What to do → Write out the following listing in full, exactly as it reads.

Information provided →
= Beginning of Section =
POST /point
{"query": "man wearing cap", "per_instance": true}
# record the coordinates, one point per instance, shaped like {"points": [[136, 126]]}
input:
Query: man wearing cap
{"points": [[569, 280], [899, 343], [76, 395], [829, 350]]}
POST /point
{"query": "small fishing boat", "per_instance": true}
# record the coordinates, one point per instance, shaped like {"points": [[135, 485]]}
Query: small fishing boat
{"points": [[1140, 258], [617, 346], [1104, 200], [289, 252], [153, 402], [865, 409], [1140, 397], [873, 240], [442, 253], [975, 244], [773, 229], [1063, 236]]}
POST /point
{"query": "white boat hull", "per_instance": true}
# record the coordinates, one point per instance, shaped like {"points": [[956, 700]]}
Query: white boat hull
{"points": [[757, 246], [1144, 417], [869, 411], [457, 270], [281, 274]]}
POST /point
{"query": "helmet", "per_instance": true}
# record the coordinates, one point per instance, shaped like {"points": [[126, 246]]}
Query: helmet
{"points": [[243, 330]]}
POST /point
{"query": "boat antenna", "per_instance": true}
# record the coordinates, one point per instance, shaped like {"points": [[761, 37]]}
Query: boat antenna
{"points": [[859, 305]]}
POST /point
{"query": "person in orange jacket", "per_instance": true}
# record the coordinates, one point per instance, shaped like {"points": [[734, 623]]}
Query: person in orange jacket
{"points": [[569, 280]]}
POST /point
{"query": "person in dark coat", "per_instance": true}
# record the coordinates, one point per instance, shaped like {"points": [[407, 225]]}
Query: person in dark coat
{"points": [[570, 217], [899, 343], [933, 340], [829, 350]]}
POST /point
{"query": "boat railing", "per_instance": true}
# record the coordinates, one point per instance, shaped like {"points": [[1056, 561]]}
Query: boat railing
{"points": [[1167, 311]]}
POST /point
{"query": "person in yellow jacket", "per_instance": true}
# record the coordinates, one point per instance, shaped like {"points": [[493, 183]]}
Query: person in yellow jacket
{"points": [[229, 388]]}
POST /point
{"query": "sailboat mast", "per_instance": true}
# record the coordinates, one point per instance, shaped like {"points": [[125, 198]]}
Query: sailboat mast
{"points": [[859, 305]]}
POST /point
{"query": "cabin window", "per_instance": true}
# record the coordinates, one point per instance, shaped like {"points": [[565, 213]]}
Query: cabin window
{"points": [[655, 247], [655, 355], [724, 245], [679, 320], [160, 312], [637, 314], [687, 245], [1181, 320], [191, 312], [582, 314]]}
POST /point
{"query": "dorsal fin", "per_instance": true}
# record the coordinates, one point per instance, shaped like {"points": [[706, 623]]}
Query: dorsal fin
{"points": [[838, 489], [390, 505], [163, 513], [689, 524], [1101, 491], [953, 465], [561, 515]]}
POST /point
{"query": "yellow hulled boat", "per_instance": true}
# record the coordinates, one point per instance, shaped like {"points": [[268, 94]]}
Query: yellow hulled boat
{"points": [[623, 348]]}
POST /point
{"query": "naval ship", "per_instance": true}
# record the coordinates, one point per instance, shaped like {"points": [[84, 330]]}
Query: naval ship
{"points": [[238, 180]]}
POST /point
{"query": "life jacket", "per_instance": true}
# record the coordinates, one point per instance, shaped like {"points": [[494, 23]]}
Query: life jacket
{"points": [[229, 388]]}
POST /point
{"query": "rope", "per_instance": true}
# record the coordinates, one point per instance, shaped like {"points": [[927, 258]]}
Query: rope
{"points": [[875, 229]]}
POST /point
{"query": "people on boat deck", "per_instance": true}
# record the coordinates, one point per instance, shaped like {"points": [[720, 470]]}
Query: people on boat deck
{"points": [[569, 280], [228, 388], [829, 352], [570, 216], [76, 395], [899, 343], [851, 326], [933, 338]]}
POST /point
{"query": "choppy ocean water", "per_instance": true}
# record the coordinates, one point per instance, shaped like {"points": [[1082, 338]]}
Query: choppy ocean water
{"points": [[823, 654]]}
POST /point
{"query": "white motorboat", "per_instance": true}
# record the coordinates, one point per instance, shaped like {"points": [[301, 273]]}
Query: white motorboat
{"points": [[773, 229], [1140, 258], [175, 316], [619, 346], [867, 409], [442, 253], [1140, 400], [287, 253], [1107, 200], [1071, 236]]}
= End of Section =
Problem solution →
POST /point
{"query": "man wearing cap", "per_instance": true}
# record the coordinates, one point per instance, shaped like {"points": [[136, 126]]}
input:
Query: man wearing cap
{"points": [[569, 280], [899, 343], [76, 395], [829, 350]]}
POST /point
{"query": "small fishing boat", "per_instance": true}
# record the coordinates, one point per instance, shaped like {"points": [[135, 485]]}
Query: small fishing boat
{"points": [[1140, 258], [617, 346], [1104, 200], [289, 252], [153, 402], [865, 409], [1140, 397], [873, 240], [442, 253], [975, 244], [773, 229], [1063, 236]]}
POST /point
{"query": "white boat hull", "per_instance": true}
# record the coordinates, one point per instance, shaped like {"points": [[956, 700]]}
Query: white boat hull
{"points": [[757, 246], [1144, 417], [869, 411], [457, 270], [281, 274]]}
POST /point
{"query": "helmet", "per_instance": true}
# record the coordinates, one point per instance, shaped like {"points": [[126, 246]]}
Query: helmet
{"points": [[243, 330]]}
POST /point
{"query": "boat antenna", "per_instance": true}
# record the coordinates, one point per instance, shaped like {"points": [[761, 37]]}
Query: boat antenna
{"points": [[859, 305]]}
POST /point
{"query": "person in orange jacket", "per_instance": true}
# record the coordinates, one point per instance, shaped like {"points": [[734, 623]]}
Query: person in orange jacket
{"points": [[569, 280]]}
POST /point
{"query": "person in dark coat", "per_instance": true}
# record the coordinates, one point per instance, shaped like {"points": [[407, 225]]}
Query: person in dark coat
{"points": [[570, 217], [899, 343], [933, 340], [829, 350]]}
POST /point
{"query": "boat railing", "per_instance": true}
# record the coordinates, one point per instance, shaped like {"points": [[1056, 561]]}
Query: boat railing
{"points": [[1167, 311]]}
POST /point
{"query": "person in yellow jacket", "per_instance": true}
# record the coordinates, one point per instance, shaped like {"points": [[493, 183]]}
Query: person in yellow jacket
{"points": [[229, 388]]}
POST /point
{"query": "sailboat mast", "per_instance": true}
# record the coordinates, one point per instance, shaped like {"points": [[125, 198]]}
Query: sailboat mast
{"points": [[859, 305]]}
POST /point
{"query": "cabin window", "per_instance": true}
# record the coordinates, one point per instance, shaped like {"points": [[565, 213]]}
Query: cabin window
{"points": [[655, 247], [655, 355], [724, 245], [679, 320], [160, 312], [637, 314], [687, 245], [1181, 320], [191, 312], [582, 314]]}
POST /point
{"query": "dorsal fin", "per_instance": true}
# record the coordinates, one point per instance, shaped like {"points": [[706, 623]]}
Query: dorsal fin
{"points": [[838, 489], [390, 505], [163, 513], [689, 524], [1101, 491], [953, 465], [561, 515]]}
POST /point
{"query": "yellow hulled boat", "per_instance": true}
# record the coordinates, one point per instance, shaped like {"points": [[268, 94]]}
Query: yellow hulled boat
{"points": [[623, 348]]}
POST /point
{"query": "naval ship", "per_instance": true}
# record the coordinates, one point per instance, shaped like {"points": [[84, 330]]}
Query: naval ship
{"points": [[238, 180]]}
POST /point
{"query": "life jacket", "per_instance": true}
# record the coordinates, one point per instance, shaped like {"points": [[494, 23]]}
Query: life jacket
{"points": [[229, 388]]}
POST /point
{"query": "rope", "per_instance": true}
# record the coordinates, one point per instance, shaped like {"points": [[927, 258]]}
Query: rope
{"points": [[875, 229]]}
POST /point
{"query": "people on boat deck", "per_instance": true}
# record the coordinates, one point per instance, shaped like {"points": [[720, 470]]}
Query: people on boat deck
{"points": [[569, 280], [228, 388], [829, 352], [570, 216], [76, 395], [899, 343], [851, 326], [933, 338]]}
POST /point
{"query": "choppy ocean water", "per_instance": true}
# record the coordinates, one point per instance, shaped like {"points": [[1082, 338]]}
Query: choppy ocean water
{"points": [[823, 654]]}
POST /point
{"query": "white motorboat", "per_instance": true}
# record the coordinates, one point per instance, shaped like {"points": [[301, 273]]}
Query: white motorboat
{"points": [[773, 229], [1140, 258], [175, 316], [619, 346], [867, 409], [442, 253], [1140, 400], [287, 253], [1107, 200], [1071, 236]]}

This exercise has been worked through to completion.